Records shown ▸

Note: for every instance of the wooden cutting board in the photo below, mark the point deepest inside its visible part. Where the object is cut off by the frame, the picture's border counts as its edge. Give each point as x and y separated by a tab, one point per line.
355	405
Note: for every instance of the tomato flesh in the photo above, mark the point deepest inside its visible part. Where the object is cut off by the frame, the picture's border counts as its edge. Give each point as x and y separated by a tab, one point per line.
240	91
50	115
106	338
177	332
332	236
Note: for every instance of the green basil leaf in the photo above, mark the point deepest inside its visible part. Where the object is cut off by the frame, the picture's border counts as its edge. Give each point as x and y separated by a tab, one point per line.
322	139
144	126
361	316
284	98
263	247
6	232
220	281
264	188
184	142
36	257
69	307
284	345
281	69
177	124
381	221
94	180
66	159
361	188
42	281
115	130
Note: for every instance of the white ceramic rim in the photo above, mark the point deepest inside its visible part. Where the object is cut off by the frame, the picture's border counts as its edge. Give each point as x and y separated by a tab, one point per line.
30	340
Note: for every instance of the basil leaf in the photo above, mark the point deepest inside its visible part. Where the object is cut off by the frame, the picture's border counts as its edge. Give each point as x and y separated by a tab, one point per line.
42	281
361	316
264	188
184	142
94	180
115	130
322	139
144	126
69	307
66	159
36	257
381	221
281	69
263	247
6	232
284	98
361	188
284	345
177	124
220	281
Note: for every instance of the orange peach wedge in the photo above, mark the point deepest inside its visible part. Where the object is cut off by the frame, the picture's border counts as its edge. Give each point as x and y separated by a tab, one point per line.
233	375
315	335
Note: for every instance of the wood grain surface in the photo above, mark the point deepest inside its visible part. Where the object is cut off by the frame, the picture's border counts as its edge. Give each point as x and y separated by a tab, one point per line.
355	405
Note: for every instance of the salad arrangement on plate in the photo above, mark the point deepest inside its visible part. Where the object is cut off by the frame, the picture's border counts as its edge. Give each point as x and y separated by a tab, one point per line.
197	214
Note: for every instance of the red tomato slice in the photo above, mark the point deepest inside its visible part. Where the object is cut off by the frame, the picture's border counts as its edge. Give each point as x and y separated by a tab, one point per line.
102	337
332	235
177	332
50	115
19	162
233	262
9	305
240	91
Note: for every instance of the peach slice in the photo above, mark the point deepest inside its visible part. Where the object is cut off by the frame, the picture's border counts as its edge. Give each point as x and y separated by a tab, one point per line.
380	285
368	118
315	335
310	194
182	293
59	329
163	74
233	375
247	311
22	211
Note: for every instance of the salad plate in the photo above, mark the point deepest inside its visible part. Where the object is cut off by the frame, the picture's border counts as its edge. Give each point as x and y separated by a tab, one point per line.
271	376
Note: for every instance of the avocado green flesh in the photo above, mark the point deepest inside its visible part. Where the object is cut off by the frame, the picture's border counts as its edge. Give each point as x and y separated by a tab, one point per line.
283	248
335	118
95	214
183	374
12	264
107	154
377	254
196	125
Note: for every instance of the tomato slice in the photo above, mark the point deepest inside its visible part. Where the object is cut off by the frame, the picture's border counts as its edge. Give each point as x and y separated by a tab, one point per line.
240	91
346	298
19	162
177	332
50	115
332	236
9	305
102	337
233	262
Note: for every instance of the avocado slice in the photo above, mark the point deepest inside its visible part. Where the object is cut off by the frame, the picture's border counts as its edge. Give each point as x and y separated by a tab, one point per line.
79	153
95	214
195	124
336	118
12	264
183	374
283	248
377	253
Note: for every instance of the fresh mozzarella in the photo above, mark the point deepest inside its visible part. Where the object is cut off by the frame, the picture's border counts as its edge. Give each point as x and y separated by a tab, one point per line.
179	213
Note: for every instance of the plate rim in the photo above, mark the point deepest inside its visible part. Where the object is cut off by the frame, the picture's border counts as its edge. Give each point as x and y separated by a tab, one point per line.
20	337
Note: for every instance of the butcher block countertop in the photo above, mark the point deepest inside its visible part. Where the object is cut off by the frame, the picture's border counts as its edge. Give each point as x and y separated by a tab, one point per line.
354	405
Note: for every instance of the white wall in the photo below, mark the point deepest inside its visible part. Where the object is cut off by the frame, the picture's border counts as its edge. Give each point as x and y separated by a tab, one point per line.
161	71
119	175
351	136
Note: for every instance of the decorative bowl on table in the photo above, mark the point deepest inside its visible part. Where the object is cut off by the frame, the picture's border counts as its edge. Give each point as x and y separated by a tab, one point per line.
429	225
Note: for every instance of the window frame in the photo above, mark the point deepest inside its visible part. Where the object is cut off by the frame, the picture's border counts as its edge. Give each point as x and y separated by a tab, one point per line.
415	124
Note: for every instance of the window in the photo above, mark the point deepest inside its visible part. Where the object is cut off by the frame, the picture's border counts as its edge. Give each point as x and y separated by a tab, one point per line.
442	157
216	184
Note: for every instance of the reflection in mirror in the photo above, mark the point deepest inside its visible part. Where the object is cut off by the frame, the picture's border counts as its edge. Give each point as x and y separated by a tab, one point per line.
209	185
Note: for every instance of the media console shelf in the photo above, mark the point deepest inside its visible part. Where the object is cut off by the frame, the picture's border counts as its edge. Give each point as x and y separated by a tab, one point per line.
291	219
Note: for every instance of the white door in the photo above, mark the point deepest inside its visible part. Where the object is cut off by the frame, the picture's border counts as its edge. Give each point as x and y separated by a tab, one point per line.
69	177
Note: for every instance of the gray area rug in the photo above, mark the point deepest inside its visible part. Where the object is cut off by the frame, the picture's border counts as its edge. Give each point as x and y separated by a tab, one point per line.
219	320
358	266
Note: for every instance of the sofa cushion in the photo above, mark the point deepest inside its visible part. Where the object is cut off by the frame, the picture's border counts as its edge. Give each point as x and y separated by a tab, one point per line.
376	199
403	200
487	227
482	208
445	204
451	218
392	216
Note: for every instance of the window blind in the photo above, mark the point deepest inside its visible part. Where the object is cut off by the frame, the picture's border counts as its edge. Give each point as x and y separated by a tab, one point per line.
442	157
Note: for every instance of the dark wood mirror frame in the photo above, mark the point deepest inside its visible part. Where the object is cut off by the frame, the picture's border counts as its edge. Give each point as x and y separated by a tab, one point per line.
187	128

To do ▸
The listing above is to be written out again word for word.

Answer section ▸
Note: for every instance of the wooden cutting board in the photo below, mark the point deepest inside its visible part. Where the object is cut off by the frame, the picture's border counts as its edge. Give each point as x and y separated by a tab, one point per line.
355	405
Note: for every instance of the tomato flesh in the photo above, mark the point deepest inside its visible part. Where the object is cut off by the frame, the picture's border counts as its edge. Give each point as x and y separated by a tab, one point per line.
240	91
50	115
106	338
177	332
332	236
Note: for every instance of the green basil leaf in the photo above, mark the point deepest inside its visible part. Where the object is cut off by the frame, the picture's border counts as its edge. Give each point as x and y separated by a tab, one point per line.
322	139
144	126
361	316
284	98
263	247
6	232
220	281
264	188
184	142
36	257
69	307
284	345
281	69
177	124
381	221
94	180
66	159
361	188
42	281
115	130
Note: for every instance of the white ceramic rim in the photo above, mark the point deepest inside its visible part. Where the object is cut off by the frame, the picture's border counts as its edge. Give each point as x and y separated by a tab, one point per line.
30	340
Note: for every instance of the basil leaf in the photo above, mark the point deepest inside its visible part. Where the object is cut off by the frame, the picture's border counts as its edge. Give each point as x and y separated by a tab, one point per line.
42	281
361	316
264	188
184	142
94	180
115	130
322	139
144	126
69	307
66	159
36	257
381	221
281	69
263	247
6	232
284	98
361	188
284	345
177	124
220	281
Note: for every instance of the orange peach wedge in the photo above, mark the point deepest inside its visible part. Where the object is cut off by the frame, the picture's border counts as its edge. Give each point as x and y separated by a tab, one point per line.
233	375
315	335
Note: for every instance of the wood grain surface in the photo above, mark the point deepest inside its visible part. Where the object is cut off by the frame, the picture's border counts as its edge. Give each point as x and y separated by a tab, one point per line.
355	405
Note: for every instance of the salad arrangement on plate in the photo above, mark the point deepest inside its visible part. Where the object is cut off by the frame, the picture's border counts as its edge. Give each point as x and y separated by a tab, one point per line.
197	214
Note: for every instance of the red tomato slice in the photo above, mark the point deepest inside its visible part. Where the object is cut off by the frame, the picture's border counts as its edge. Give each point as x and y separated by a tab, one point per line.
102	337
332	235
177	332
50	115
19	162
233	262
9	305
240	91
Note: for every instance of the peach slice in the photo above, mark the point deepest inside its visible part. Where the object is cut off by the frame, the picture's border counts as its edge. Give each point as x and y separated by a tab, one point per line.
380	285
368	118
315	335
310	194
182	293
59	329
163	74
233	375
247	311
22	211
Note: for every instance of the salad plate in the photo above, mark the point deepest inside its visible part. Where the object is cut off by the frame, the picture's border counts as its edge. Give each point as x and y separated by a tab, one point per line.
271	376
Note: for every instance of the avocado green flesh in the photo above, mark the point deepest inside its visible part. Where the object is cut off by the frame, the picture's border counts as its edge. Give each point as x and y separated by a tab, one point per line.
283	248
335	118
95	214
183	374
12	264
107	154
377	254
196	125
Note: for every instance of the tomato slice in the photo above, mark the point deepest inside its visible part. Where the object is cut off by the frame, the picture's border counts as its edge. Give each point as x and y separated by a tab, one point per line.
240	91
346	298
19	162
177	332
50	115
332	236
9	305
102	337
233	262
Note: for every instance of the avocado slice in the photo above, mark the point deepest inside its visible part. Where the object is cut off by the frame, the picture's border counts as its edge. Give each point as x and y separated by a tab, one point per line.
79	153
95	214
195	124
336	118
12	264
183	374
283	248
377	253
Note: for every instance of the fresh mozzarella in the photo above, mark the point deepest inside its visible part. Where the object is cut off by the frame, the picture's border counts as its edge. Give each point as x and y separated by a tab, one point per line.
179	213
Note: for every instance of the plate rim in the photo above, mark the point deepest inside its visible part. Where the object is cut off by the frame, the picture's border counts as its edge. Give each point as x and y separated by a tab, one point per line.
20	337
Note: for every instance of the butcher block countertop in the photo above, mark the point deepest inside its visible part. Where the object is cut off by the frame, the picture's border counts as its edge. Give each point as x and y separated by a tab, one point per line.
354	405
Note: for every instance of the white wall in the photo below, mark the point deepest inside its visible part. Where the object is cut off by the frame, the picture's border counts as its edge. Give each point as x and y separated by a tab, one point per line.
161	71
119	175
351	136
Note: for every instance of the decorative bowl on table in the photo above, mark the point deepest inside its visible part. Where the object is cut off by the frame, the picture's border counts as its edge. Give each point as x and y separated by a tab, one point per line.
429	225
Note: for every instance of the window frame in the photo above, mark the point deepest inside its visible part. Where the object is cut off by the frame, the picture's border counts as its edge. Give each point as x and y separated by a tab, one point per line.
415	124
Note: for every instance of the window in the photo above, mark the point deepest inside its visible part. Where the object is cut off by the frame, the picture's border counts as its edge. Give each point as x and y separated by a tab, one point per line.
442	157
216	184
Note: for every instance of the reflection in mirror in the photo above, mark the point deepest inside its visible part. Where the object is cut off by the frame, the picture's border counts as its edge. Give each point as x and y separated by a tab, one point per line.
209	185
Note: for every instance of the media console shelf in the photo above, mark the point deepest inside its visible part. Where the object is cut off by the frame, the picture's border counts as its edge. Give each point as x and y separated by a tab, one point per line.
291	219
Note: for every instance of the white door in the photo above, mark the point deepest inside its visible part. Where the object is cut off by the frame, the picture's border counts as its edge. Give each point as x and y separated by a tab, one point per line.
69	177
Note: for every instance of the gray area rug in the photo above, mark the point deepest inside its visible part. Where the object is cut off by the frame, the picture's border counts as its edge. Give each point as x and y separated by a tab, one point per line.
219	320
358	266
Note: for every instance of the sofa cushion in the photo above, mark the point deepest inside its visible part. Where the object is cut off by the frame, the picture's border counts as its edge. Give each point as x and y separated by a tab, one point per line.
376	199
403	200
487	227
482	208
445	204
451	218
392	216
Note: for every instance of the window blind in the photo above, mark the point deepest inside its visible part. Where the object is cut off by the frame, the picture's border counts as its edge. Give each point as x and y separated by a tab, one point per line.
442	157
Note: for every instance of the dark wood mirror frame in the photo above, mark the point deepest inside its visible part. Where the object is cut off by the frame, the picture's border counts as its edge. Give each point as x and y separated by a tab, one point per line.
187	128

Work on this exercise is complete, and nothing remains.